Problem details => What you return should match the data below exactly, with every entry reproduced.
------ Information shown ------
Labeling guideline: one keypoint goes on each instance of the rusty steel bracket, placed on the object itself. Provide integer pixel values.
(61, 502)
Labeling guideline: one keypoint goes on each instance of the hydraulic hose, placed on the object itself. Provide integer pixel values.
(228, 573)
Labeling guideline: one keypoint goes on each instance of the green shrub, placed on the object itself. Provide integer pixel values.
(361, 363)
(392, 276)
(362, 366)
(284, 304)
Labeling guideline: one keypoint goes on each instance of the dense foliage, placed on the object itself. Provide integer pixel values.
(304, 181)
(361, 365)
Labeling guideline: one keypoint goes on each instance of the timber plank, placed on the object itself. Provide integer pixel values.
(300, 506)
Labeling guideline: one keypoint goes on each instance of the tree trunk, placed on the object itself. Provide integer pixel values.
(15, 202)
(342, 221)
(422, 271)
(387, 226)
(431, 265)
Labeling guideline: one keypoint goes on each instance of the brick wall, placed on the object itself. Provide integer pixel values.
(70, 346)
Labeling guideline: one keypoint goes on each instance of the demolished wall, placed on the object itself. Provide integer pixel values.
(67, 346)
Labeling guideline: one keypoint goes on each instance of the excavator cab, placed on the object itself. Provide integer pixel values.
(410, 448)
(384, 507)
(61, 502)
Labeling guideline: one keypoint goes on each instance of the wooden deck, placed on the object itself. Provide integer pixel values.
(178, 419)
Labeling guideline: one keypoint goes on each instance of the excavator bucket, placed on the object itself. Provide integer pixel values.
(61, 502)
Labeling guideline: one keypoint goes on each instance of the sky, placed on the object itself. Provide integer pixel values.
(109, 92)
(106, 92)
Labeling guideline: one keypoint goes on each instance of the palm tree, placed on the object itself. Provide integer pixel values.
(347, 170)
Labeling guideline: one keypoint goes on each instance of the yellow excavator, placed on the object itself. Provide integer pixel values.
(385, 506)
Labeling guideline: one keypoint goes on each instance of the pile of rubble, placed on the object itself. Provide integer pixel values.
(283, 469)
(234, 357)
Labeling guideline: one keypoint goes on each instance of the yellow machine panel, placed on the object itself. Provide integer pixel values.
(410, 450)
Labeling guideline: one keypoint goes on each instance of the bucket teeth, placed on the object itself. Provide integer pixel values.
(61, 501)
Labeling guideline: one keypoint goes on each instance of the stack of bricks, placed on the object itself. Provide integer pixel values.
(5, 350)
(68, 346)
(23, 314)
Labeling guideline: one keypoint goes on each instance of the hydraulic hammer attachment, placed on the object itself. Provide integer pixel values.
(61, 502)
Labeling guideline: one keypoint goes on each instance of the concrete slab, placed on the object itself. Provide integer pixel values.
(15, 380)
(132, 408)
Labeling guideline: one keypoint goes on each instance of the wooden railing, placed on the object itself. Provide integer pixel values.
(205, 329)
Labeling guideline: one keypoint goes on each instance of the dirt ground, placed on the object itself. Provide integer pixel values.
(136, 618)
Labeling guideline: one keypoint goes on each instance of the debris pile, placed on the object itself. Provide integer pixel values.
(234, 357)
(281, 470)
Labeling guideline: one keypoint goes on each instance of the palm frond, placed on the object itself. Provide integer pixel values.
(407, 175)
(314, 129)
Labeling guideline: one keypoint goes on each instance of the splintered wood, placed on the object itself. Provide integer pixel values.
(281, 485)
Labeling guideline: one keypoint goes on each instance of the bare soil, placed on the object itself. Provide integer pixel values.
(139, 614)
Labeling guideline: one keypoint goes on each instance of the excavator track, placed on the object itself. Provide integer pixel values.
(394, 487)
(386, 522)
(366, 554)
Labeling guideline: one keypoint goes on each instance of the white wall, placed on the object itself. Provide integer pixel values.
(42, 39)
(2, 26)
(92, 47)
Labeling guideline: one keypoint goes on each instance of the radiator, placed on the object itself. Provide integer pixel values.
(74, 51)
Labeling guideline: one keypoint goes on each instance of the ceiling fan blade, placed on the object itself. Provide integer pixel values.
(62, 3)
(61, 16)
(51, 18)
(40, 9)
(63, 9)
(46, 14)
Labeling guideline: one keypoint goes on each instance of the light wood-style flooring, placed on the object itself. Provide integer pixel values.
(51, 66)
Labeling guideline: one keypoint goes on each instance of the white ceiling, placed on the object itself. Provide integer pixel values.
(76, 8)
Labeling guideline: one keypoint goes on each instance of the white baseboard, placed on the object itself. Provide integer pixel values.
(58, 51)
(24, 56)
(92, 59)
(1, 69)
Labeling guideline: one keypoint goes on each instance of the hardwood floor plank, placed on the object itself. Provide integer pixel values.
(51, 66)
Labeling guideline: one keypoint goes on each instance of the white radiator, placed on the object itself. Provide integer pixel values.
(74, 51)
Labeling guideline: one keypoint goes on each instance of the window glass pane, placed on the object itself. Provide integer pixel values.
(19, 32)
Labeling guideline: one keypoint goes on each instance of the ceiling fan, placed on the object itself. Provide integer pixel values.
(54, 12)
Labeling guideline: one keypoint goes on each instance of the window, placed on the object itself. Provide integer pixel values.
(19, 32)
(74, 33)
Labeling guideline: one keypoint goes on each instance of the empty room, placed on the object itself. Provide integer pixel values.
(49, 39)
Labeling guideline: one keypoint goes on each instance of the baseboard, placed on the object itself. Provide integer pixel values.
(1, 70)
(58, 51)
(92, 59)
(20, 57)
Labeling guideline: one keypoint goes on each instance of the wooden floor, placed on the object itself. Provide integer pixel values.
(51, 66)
------
Written answer =>
Labeling guideline: one keypoint goes on each instance of the rusty steel bracket, placed on the object itself. Provide integer pixel values.
(61, 502)
Labeling guideline: one keypoint goes on each instance of the hydraulic hose, placed on the object itself. Provide integer pixel values.
(228, 573)
Labeling guideline: one keypoint goes on each instance of the green shrub, placed on the object itself. Provide integer pixel values.
(361, 363)
(392, 276)
(362, 366)
(284, 304)
Labeling guideline: one keypoint goes on each instance of the dense foliage, placed on the object itself. Provide integer pixel values.
(304, 181)
(361, 365)
Labeling guideline: one keypoint goes on each instance of the timber plank, placed on the object itself. Provide integer pixel values.
(300, 506)
Labeling guideline: one keypoint goes on each instance of the tree trunk, placed on the object itself. Provide integer pixel values.
(15, 202)
(342, 221)
(422, 271)
(387, 226)
(431, 265)
Labeling guideline: one keypoint goes on each instance of the brick wall, placed on the object itself. Provide integer pixel values.
(70, 346)
Labeling guideline: one keypoint goes on each instance of the demolished wall, placed on the object itself. Provide integer pixel values.
(67, 346)
Labeling guideline: one keypoint goes on each instance of the excavator cab, placed on the object itself. Provide integer pixel values.
(410, 448)
(384, 507)
(61, 502)
Labeling guideline: one keypoint goes on each instance of the wooden deck, placed on the object itself. Provide integer pixel values.
(178, 419)
Labeling guideline: one keypoint goes on each instance of the excavator bucket, placed on the object itself. Provide integer pixel values.
(61, 502)
Labeling guideline: one keypoint goes on each instance of the sky, placed on the object itself. Provide integer pixel values.
(109, 92)
(106, 92)
Labeling guideline: one keypoint goes on each instance of the palm tree, placed on the object itself. Provide integer pixel values.
(347, 170)
Labeling guideline: one keypoint goes on each instance of the yellow excavator, placed on the object itself. Provide integer pixel values.
(385, 506)
Labeling guideline: one keypoint goes on each instance of the pile of rubble, placed on the object itself. Provide integer pixel values.
(283, 469)
(234, 357)
Labeling guideline: one keypoint goes on each instance of the yellow machine panel, placed on the object itself. Provide integer pixel values.
(410, 450)
Labeling guideline: one keypoint goes on each instance of the bucket teeth, placed on the object itself. Provide integer pixel values.
(61, 501)
Labeling guideline: one keypoint goes on each instance of the stack of bricks, placed on the object itself. Provide integer pixel values.
(5, 350)
(68, 346)
(23, 314)
Labeling guideline: one keypoint goes on each instance of the hydraulic hammer attachment, placed on the object itself. Provide integer pixel values.
(61, 502)
Labeling guideline: one keypoint goes on each instance of the concrete slab, placed on the object itself. Provide integer pixel values.
(15, 380)
(132, 408)
Labeling guideline: one keypoint goes on each instance of the wooden railing, placed on the object itself. Provide integer pixel values.
(205, 329)
Labeling guideline: one keypoint goes on each instance of the dirt ground, placed on the object itself. Provide integer pixel values.
(136, 618)
Labeling guideline: one keypoint goes on each instance of the debris pile, placed on the object itself. Provide integer pixel values.
(234, 357)
(281, 470)
Labeling guideline: one keypoint goes on each instance of the palm frond, placed on the object itself. Provide integer pixel values.
(407, 175)
(314, 129)
Labeling guideline: one keypoint goes on each instance of the splintered wood, placed on the object itself. Provide integer pixel values.
(281, 485)
Labeling guideline: one keypoint goes on each instance of the bare soil, placed on the object itself. Provide integer pixel values.
(139, 614)
Labeling guideline: one keypoint goes on each instance of the excavator track, placed on the object itself. Provide integer pixel values.
(394, 487)
(386, 522)
(366, 554)
Labeling guideline: one keypoint goes on each instance of the white wall, placed on the object itself. Provide integer pixel values.
(42, 39)
(2, 26)
(92, 47)
Labeling guideline: one keypoint goes on each instance of the radiator, placed on the object itself. Provide integer pixel values.
(74, 51)
Labeling guideline: one keypoint goes on each instance of the ceiling fan blade, placed on the object itself. Provide integer pixel values.
(62, 3)
(61, 16)
(51, 18)
(40, 9)
(63, 9)
(46, 14)
Labeling guideline: one keypoint goes on each instance of the light wood-style flooring, placed on the object itself. Provide integer pixel values.
(51, 66)
Labeling guideline: one keypoint goes on each instance of the white ceiling, placed on the object itself. Provide integer pixel values.
(76, 8)
Labeling guideline: one keypoint goes on each instance of the white baseboard, placed on the object itself. Provide integer pixel values.
(58, 51)
(24, 56)
(92, 59)
(1, 69)
Labeling guideline: one keypoint goes on each instance of the hardwood floor plank, placed on the object itself. Provide integer pixel values.
(51, 66)
Labeling guideline: one keypoint goes on each instance of the white radiator, placed on the object itself. Provide integer pixel values.
(74, 51)
Labeling guideline: one keypoint goes on each instance of the window glass pane, placed on the object itself. Provide integer pixel values.
(19, 32)
Labeling guideline: one keypoint goes on each instance of the ceiling fan, placed on the object itself. Provide integer pixel values.
(54, 12)
Labeling guideline: one keypoint goes on each instance of the window, placed on the object itself. Provide integer pixel values.
(19, 32)
(74, 33)
Labeling guideline: one keypoint goes on each instance of the empty room, placed on the object itself. Provide integer pixel values.
(49, 39)
Labeling guideline: one keypoint goes on each instance of the baseboard, placed on the object itself. Provide integer pixel values.
(1, 70)
(58, 51)
(92, 59)
(20, 57)
Labeling guideline: one keypoint goes on each instance of the wooden floor, placed on the object itself. Provide integer pixel values.
(51, 66)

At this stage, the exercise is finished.